Dissociative Identity Disorder was formerly called multiple personality disorder. It often goes unnoticed among the general population. Those who suffer from this disorder lead a terrifying and disturbing life. Medicircle presents an exclusive series on Dissociative Identity Disorder so that people get to understand this disorder directly from the experts. Dissociative Identity Disorder Awareness Day is observed each year in March. It aims to spread awareness of this disorder's existence and create understanding and compassion towards the people who are suffering from it.
Dr. Sheba Singh is a Clinical Psychologist and Mental Health Consultant. She has done her doctorate in psychology after winning a gold medal in her post-graduation. She has diverse experience in academy and social endeavours and has a practice of close to a couple of decades. She has many research papers to her credit, which have been published in different journals of Psychology. She is an avid speaker at conferences and seminars. She has conducted many workshops on anxiety, depression, relaxation techniques, parenting, bullying, basic counselling, skills in practice, etc. She has also been invited to TV shows as a parenting expert. She has mentored and supervised many graduates and postgraduates in psychology and many students have interned under her. Currently, she practices in Mumbai and is a senior affiliate with one of India's leading Employee Assistance Programs – EAP.

* **EXTRACTED ENTRIES**:
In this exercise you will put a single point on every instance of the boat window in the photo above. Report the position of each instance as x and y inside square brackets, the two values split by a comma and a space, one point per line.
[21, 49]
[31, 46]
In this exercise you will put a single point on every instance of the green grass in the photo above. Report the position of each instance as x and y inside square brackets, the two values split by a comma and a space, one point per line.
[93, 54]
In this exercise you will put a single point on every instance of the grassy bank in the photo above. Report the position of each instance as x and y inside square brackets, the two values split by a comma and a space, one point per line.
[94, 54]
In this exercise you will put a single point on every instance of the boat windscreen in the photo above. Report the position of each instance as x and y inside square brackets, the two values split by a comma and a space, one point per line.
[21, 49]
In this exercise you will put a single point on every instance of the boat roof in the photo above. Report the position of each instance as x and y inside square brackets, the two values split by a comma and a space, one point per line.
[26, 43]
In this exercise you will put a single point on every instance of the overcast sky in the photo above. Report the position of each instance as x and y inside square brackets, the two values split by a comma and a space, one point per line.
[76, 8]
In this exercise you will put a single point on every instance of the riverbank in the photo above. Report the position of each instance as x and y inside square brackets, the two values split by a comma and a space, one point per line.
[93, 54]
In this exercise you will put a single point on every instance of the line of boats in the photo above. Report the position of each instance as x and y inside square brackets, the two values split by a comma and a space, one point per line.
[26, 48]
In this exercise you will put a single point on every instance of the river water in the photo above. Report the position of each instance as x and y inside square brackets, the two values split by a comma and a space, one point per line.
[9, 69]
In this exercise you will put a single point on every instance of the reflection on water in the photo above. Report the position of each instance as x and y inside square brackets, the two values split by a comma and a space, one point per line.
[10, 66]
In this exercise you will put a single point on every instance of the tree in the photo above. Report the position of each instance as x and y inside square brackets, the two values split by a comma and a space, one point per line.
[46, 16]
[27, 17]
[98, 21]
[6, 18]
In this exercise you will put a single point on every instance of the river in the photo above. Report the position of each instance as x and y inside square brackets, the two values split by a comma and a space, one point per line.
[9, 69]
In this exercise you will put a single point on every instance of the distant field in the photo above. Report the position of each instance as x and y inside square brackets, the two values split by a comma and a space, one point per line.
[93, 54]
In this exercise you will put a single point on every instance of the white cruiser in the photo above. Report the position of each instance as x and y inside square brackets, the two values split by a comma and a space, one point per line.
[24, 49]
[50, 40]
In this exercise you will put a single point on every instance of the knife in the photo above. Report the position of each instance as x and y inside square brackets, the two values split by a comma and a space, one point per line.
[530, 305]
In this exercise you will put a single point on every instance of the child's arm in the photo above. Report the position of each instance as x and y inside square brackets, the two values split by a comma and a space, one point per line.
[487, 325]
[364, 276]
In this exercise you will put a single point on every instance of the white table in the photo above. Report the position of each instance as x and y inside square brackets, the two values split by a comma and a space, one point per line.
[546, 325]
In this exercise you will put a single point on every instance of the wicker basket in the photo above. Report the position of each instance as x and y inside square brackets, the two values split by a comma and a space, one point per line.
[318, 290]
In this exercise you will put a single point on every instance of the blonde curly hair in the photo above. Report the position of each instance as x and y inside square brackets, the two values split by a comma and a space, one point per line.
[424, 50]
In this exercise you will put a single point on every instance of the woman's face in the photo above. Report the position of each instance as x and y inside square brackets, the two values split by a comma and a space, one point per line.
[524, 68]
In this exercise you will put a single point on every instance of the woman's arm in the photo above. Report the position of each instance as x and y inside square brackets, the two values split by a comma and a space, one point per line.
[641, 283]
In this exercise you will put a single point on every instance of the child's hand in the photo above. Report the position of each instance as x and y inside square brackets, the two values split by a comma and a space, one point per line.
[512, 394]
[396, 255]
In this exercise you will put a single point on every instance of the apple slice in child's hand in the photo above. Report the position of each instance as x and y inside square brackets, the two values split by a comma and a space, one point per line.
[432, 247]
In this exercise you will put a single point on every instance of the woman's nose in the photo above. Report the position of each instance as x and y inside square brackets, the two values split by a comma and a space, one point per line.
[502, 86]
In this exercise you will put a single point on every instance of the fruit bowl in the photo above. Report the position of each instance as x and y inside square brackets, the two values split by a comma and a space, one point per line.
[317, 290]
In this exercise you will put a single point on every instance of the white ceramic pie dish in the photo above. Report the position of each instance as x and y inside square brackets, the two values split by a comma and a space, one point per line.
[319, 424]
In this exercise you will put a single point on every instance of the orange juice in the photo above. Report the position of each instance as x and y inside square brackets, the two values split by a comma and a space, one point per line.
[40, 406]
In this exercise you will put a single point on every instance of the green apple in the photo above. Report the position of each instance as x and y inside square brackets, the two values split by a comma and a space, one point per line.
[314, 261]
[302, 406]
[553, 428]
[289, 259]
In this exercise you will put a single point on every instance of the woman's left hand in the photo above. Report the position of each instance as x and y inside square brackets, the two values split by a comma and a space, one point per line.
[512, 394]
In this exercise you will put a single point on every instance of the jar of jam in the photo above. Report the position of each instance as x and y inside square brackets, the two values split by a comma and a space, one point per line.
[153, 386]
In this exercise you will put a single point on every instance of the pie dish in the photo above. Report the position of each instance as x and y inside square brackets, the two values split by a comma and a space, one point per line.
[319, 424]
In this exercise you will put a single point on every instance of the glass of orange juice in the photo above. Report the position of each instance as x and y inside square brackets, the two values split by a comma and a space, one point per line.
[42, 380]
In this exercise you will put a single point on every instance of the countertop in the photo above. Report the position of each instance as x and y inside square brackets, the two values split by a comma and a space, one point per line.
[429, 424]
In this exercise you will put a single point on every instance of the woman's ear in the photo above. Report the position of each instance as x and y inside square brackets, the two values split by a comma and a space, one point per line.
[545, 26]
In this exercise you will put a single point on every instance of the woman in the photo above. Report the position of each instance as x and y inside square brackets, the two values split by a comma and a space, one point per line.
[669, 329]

* **TASK SET**:
1. Rewrite the paragraph of the Dissociative Identity Disorder piece beginning "Dr. Sheba Singh is a Clinical Psychologist" as a short bulleted list that keeps its main facts.
2. Write a continuation of the Dissociative Identity Disorder piece, starting right after its final sentence.
The rows have nothing to do with what follows.

* **TASK-BY-TASK ANSWERS**:
1.
- Clinical Psychologist and Mental Health Consultant
- Doctorate in psychology, after a gold medal in her post-graduation
- Close to two decades of practice, with experience in academic and social work
- Many research papers published in psychology journals
- Speaks at conferences and seminars, and has run workshops on anxiety, depression, relaxation techniques, parenting, bullying, basic counselling and practice skills
- Invited to TV shows as a parenting expert
- Has mentored and supervised many psychology graduates and postgraduates, and hosted interns
- Now practices in Mumbai and is a senior affiliate with one of India's leading Employee Assistance Programs (EAP)

2.
Insights on Dissociation and why DID is a Stress-Based Disorder
Dr. Sheba mentions, “Since we are talking about Dissociative Identity Disorder, I want to start with the word “dissociation”. The literal meaning of dissociation is disconnection. So, here we are talking about a disconnection with the self, with memory with consciousness. What causes this is a coping mechanism. Though it is not a very good coping mechanism, this is how we cope with the stresses, specifically the ones which a child gets during childhood in the form of sexual abuse, physical abuse, emotional abuse, or any other traumatic accident. So, this is a stress-based disorder."
Identify Triggers of Dissociation and Get Rid of Stress From it
Dr. Sheba advises, “First of all, an individual has to identify one’s stresses by maybe writing down a journal on his stresses or his triggers, which takes him/her into another personality and leads to dissociation. So, when one identifies the triggers, he/she would get to know what to avoid. Then, because it's a stress-based disorder, one has to get rid of the stress by ways like exercise, some relaxation techniques, maybe some deep breathing, progressive muscle relaxation, yoga etc. to get relieved from stress."
Support is Important
Dr. Sheba informs, “A person experiencing dissociation can get support from family, friends, support groups etc. People who are in a similar situation and suffering from dissociative identity disorder can also help each other. And finally, if the individual is not able to cope with it, he/she can go for psychotherapy. That's the only treatment for dissociative identity disorder. Maybe they can go in for some medicine also later. But then medicine is not for dissociative identity disorder, it can be for associated disorders like depression, etc.,” says Dr. Sheba.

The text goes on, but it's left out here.